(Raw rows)
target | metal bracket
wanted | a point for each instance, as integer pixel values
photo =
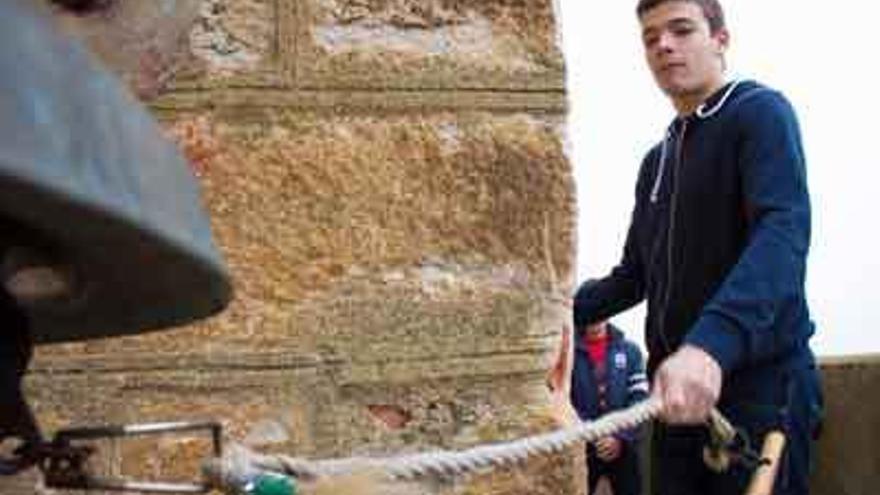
(63, 462)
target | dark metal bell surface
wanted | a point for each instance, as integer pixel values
(94, 202)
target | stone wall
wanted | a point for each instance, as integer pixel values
(388, 184)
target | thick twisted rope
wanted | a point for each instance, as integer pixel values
(445, 464)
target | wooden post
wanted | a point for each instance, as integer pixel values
(765, 475)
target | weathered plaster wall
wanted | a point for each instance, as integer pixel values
(848, 459)
(387, 181)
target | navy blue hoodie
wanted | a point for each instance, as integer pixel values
(719, 235)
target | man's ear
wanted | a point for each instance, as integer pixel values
(722, 41)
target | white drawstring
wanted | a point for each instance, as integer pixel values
(660, 168)
(701, 113)
(704, 114)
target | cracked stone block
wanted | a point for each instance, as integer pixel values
(428, 44)
(433, 207)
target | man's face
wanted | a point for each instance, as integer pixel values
(685, 58)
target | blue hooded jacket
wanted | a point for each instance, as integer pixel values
(719, 235)
(625, 380)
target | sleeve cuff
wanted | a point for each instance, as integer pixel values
(720, 338)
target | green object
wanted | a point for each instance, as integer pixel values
(272, 484)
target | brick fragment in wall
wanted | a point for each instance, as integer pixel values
(234, 36)
(428, 44)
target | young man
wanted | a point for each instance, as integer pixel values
(608, 374)
(718, 245)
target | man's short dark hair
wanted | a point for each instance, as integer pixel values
(711, 10)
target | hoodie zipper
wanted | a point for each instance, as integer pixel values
(670, 230)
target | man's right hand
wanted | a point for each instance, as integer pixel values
(688, 383)
(608, 448)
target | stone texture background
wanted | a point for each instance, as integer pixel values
(387, 181)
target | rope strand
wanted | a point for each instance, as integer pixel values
(445, 464)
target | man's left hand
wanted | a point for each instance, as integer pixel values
(689, 383)
(608, 448)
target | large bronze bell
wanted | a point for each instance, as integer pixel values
(101, 228)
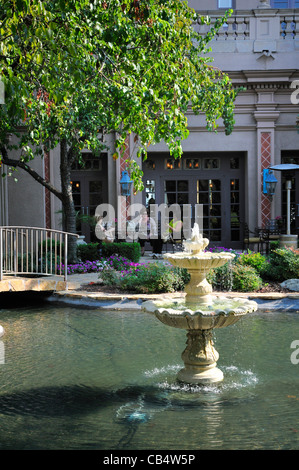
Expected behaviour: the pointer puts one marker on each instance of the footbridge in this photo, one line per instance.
(33, 258)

| Directions for this task |
Starting at the line that contains "target | man's right hand" and ending at the last of the rows above, write those lines out again with 27 added to each number in the point coordinates of the answers, requests included. Leave the pictures out.

| Response to the exercise |
target | man's right hand
wanted | a point for each instance, as integer pixel values
(715, 410)
(635, 475)
target | stone texture background
wanted | a point for each instance, as integer pixel values
(414, 208)
target | rope strand
wanted | a point for each instance, as integer pixel values
(472, 491)
target | man's left hand
wanted | a point for each instance, as integer pixel values
(716, 410)
(635, 475)
target | large bronze bell
wanted | a point for each instance, as integer pixel values
(128, 255)
Expected behaviour: the pointer puts one marker on each instance of the footbridge in this photo, one line per instance.
(60, 285)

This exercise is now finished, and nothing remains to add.